The task calls for every line of the data to be repeated exactly.

┌─ PROVIDED RECORDS

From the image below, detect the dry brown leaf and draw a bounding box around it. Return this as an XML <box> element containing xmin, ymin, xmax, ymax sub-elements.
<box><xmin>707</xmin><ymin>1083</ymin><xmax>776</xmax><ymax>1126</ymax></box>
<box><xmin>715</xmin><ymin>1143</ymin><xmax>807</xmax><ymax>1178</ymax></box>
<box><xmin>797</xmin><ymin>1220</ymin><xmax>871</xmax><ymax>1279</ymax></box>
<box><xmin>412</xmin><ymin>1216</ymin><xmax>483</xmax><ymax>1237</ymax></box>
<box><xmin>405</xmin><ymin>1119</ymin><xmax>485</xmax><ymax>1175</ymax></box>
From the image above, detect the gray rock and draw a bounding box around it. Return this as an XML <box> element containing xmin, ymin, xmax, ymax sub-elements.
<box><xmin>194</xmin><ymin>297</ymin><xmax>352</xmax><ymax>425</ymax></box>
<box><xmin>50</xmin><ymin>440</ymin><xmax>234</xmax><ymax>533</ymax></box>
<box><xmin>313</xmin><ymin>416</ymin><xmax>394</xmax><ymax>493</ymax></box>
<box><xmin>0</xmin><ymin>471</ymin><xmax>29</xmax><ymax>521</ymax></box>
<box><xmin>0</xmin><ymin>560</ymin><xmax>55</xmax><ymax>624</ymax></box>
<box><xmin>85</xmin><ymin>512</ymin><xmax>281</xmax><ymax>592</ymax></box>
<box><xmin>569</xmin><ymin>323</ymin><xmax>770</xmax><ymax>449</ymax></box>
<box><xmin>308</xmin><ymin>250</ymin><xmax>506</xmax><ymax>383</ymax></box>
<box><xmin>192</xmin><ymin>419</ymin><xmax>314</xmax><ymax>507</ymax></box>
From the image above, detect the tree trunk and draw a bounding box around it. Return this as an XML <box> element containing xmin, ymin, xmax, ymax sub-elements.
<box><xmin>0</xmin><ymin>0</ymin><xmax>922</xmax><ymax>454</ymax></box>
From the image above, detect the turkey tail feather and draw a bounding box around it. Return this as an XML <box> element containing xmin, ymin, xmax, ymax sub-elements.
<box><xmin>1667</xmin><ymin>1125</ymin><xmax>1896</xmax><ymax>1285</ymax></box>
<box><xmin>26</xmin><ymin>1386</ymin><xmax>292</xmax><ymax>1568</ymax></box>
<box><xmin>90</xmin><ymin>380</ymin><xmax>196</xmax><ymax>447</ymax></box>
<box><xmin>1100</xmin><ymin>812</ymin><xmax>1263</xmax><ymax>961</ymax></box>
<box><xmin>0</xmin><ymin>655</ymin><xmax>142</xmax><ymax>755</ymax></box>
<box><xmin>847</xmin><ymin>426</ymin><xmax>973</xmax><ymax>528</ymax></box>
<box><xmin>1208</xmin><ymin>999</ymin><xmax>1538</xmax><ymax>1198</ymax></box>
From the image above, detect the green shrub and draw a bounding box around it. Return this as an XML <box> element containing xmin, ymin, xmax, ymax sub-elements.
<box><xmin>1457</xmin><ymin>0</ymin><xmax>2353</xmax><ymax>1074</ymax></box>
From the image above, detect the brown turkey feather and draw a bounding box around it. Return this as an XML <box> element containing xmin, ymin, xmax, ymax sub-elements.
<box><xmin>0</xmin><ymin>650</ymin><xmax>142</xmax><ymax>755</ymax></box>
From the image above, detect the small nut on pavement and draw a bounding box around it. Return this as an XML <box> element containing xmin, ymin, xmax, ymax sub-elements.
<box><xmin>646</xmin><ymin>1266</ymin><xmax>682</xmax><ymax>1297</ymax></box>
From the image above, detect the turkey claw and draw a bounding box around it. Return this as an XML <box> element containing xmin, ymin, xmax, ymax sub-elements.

└─

_TASK SOLUTION_
From the image below, detect the dry brown leaf and draw a bounding box around it. Return this as an XML <box> element containing xmin, ymin, xmax, ymax sub-elements.
<box><xmin>707</xmin><ymin>1083</ymin><xmax>776</xmax><ymax>1126</ymax></box>
<box><xmin>715</xmin><ymin>1143</ymin><xmax>807</xmax><ymax>1178</ymax></box>
<box><xmin>797</xmin><ymin>1220</ymin><xmax>871</xmax><ymax>1279</ymax></box>
<box><xmin>412</xmin><ymin>1216</ymin><xmax>483</xmax><ymax>1237</ymax></box>
<box><xmin>405</xmin><ymin>1119</ymin><xmax>485</xmax><ymax>1175</ymax></box>
From the image above, detect the gray rock and draw a bounding box around it. Return this as an XML <box> element containing xmin, ymin, xmax, ymax sub-elements.
<box><xmin>194</xmin><ymin>297</ymin><xmax>352</xmax><ymax>425</ymax></box>
<box><xmin>50</xmin><ymin>440</ymin><xmax>234</xmax><ymax>533</ymax></box>
<box><xmin>313</xmin><ymin>416</ymin><xmax>394</xmax><ymax>493</ymax></box>
<box><xmin>0</xmin><ymin>471</ymin><xmax>29</xmax><ymax>521</ymax></box>
<box><xmin>0</xmin><ymin>560</ymin><xmax>55</xmax><ymax>624</ymax></box>
<box><xmin>85</xmin><ymin>512</ymin><xmax>281</xmax><ymax>592</ymax></box>
<box><xmin>569</xmin><ymin>323</ymin><xmax>770</xmax><ymax>449</ymax></box>
<box><xmin>308</xmin><ymin>250</ymin><xmax>506</xmax><ymax>383</ymax></box>
<box><xmin>192</xmin><ymin>419</ymin><xmax>314</xmax><ymax>507</ymax></box>
From the image above, detect the tree trunk and draw a bounding box around it. Return this as an XML <box> element containing xmin, ymin, xmax, ymax sub-elements.
<box><xmin>0</xmin><ymin>0</ymin><xmax>922</xmax><ymax>454</ymax></box>
From the image above, detect the turkey tail feather and draw a bounding box around it. Return this as an XML <box> element containing xmin, ymin, xmax, ymax sub-elements.
<box><xmin>1667</xmin><ymin>1125</ymin><xmax>1896</xmax><ymax>1285</ymax></box>
<box><xmin>26</xmin><ymin>1386</ymin><xmax>292</xmax><ymax>1568</ymax></box>
<box><xmin>90</xmin><ymin>380</ymin><xmax>196</xmax><ymax>447</ymax></box>
<box><xmin>1100</xmin><ymin>812</ymin><xmax>1263</xmax><ymax>961</ymax></box>
<box><xmin>0</xmin><ymin>655</ymin><xmax>142</xmax><ymax>755</ymax></box>
<box><xmin>847</xmin><ymin>426</ymin><xmax>973</xmax><ymax>528</ymax></box>
<box><xmin>1208</xmin><ymin>999</ymin><xmax>1538</xmax><ymax>1198</ymax></box>
From the image above, detect the green shrub and draw a bounding box around it. Return this as an XML <box> element containing xmin, ymin, xmax, ymax sub-elements.
<box><xmin>1457</xmin><ymin>0</ymin><xmax>2353</xmax><ymax>1074</ymax></box>
From the image above, detect the brown turkey feather and draw a bounding box around it. Return this as an XML <box> element containing xmin, ymin, xmax, ymax sub-elements.
<box><xmin>0</xmin><ymin>650</ymin><xmax>142</xmax><ymax>755</ymax></box>
From the image above, detect the small nut on pavement and draw a bounding box around it. Return this as an XML <box> element containing xmin, ymin, xmax, ymax sub-elements.
<box><xmin>646</xmin><ymin>1266</ymin><xmax>682</xmax><ymax>1297</ymax></box>
From the image above, detect the turkey claw and draw a bounding box around it. Return this as an XML <box> element containing xmin, ymin, xmax, ymax sub-elements.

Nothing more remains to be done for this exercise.